- [Directions]:
Reproduce the items below word for word. Start at the line containing "microphone in the photo above." and stop after the line containing "(1331, 124)".

- [The data]:
- - -

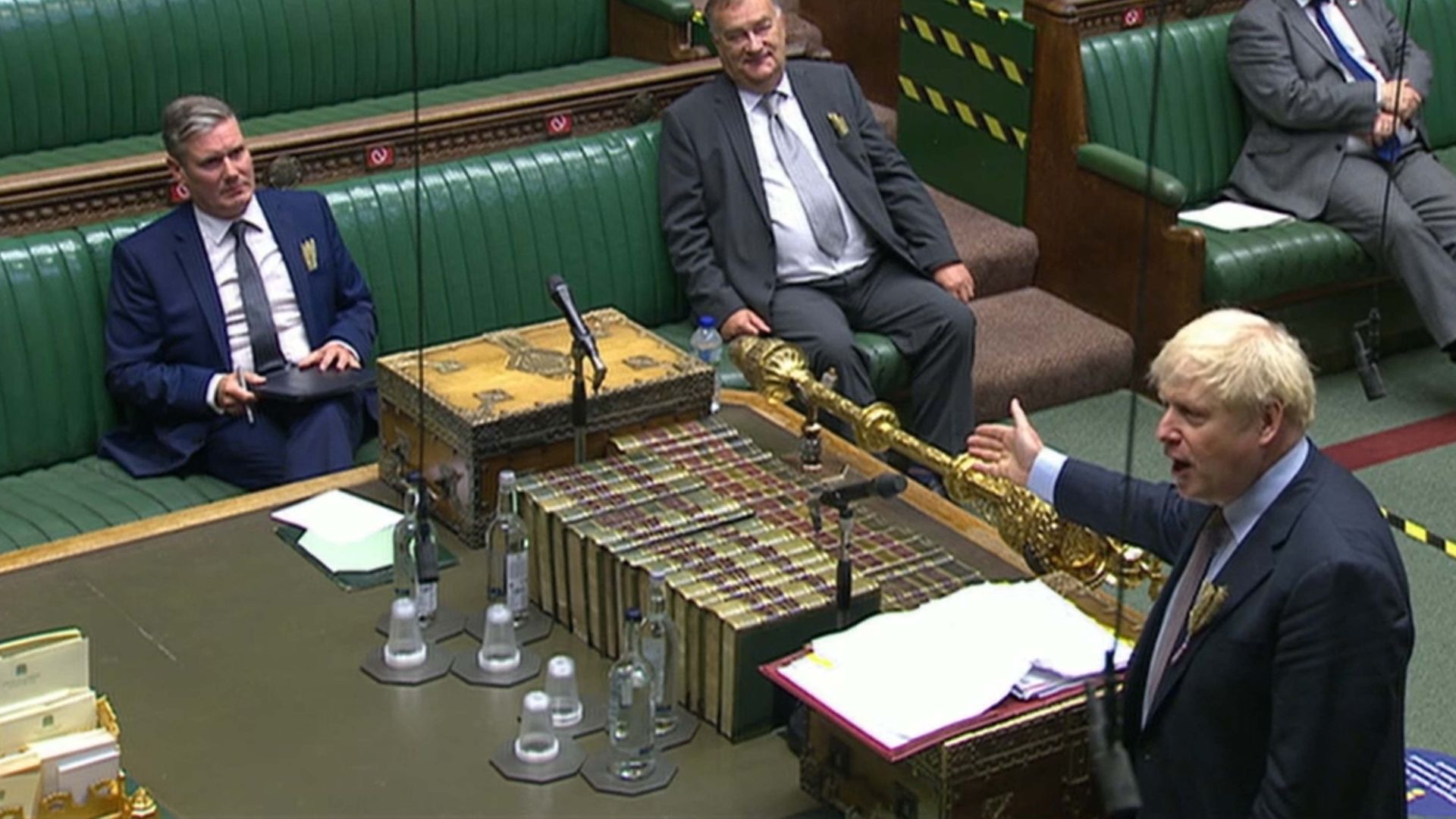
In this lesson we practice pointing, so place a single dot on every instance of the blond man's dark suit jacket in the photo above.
(1291, 701)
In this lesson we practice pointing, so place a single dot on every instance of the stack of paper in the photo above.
(49, 735)
(343, 531)
(905, 675)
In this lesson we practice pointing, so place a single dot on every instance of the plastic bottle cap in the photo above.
(561, 665)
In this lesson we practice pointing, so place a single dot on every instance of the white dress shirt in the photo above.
(221, 256)
(800, 257)
(1347, 37)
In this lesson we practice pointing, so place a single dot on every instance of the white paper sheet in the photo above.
(338, 516)
(899, 676)
(1235, 216)
(367, 554)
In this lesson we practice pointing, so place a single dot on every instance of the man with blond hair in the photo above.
(1270, 673)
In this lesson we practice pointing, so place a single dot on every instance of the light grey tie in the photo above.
(813, 188)
(1175, 617)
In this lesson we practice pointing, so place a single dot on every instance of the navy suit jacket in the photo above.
(166, 335)
(1292, 700)
(715, 216)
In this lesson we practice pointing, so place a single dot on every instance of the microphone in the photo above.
(889, 484)
(561, 295)
(1111, 768)
(1366, 337)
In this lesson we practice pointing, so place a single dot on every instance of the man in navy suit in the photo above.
(789, 212)
(1270, 675)
(213, 297)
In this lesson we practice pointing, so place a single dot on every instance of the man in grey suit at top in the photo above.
(791, 213)
(1331, 124)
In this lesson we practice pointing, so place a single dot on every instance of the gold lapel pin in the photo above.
(1210, 598)
(310, 254)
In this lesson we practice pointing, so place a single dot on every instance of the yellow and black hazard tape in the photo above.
(965, 112)
(1420, 534)
(989, 12)
(965, 49)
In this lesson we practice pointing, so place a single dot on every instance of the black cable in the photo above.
(419, 248)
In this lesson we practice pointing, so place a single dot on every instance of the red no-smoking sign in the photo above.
(379, 156)
(558, 124)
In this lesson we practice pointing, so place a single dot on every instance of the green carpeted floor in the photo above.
(1421, 385)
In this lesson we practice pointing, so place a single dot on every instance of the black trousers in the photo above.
(930, 328)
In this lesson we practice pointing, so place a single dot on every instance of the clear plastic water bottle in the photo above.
(406, 531)
(507, 553)
(710, 349)
(660, 648)
(629, 707)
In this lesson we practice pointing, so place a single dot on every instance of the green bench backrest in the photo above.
(1200, 114)
(76, 72)
(495, 229)
(498, 226)
(1433, 27)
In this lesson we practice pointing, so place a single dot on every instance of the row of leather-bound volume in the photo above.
(730, 525)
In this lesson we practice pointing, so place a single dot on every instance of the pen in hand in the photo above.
(248, 409)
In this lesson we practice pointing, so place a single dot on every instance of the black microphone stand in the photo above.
(579, 400)
(843, 573)
(579, 394)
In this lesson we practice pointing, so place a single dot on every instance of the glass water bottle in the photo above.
(661, 649)
(507, 550)
(629, 707)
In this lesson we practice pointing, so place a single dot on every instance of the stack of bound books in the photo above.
(748, 576)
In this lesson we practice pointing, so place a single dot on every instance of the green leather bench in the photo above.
(85, 80)
(494, 229)
(1308, 275)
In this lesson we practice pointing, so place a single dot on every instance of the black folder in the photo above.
(313, 384)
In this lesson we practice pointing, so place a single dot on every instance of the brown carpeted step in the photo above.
(889, 120)
(1033, 346)
(1001, 256)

- - -

- [Solved problem]:
In this lesson we practice pointing, so place a single dot on every instance of the microphone in the photo above.
(889, 484)
(561, 295)
(1111, 768)
(1366, 337)
In this lesson we practice pointing, so place a single dot on every instance of the man in navy suit in the photo above.
(789, 212)
(1270, 675)
(213, 297)
In this lesson we practice pointing, so place a single dot on every instance of the man in grey suit at top in the photo above.
(791, 213)
(1331, 124)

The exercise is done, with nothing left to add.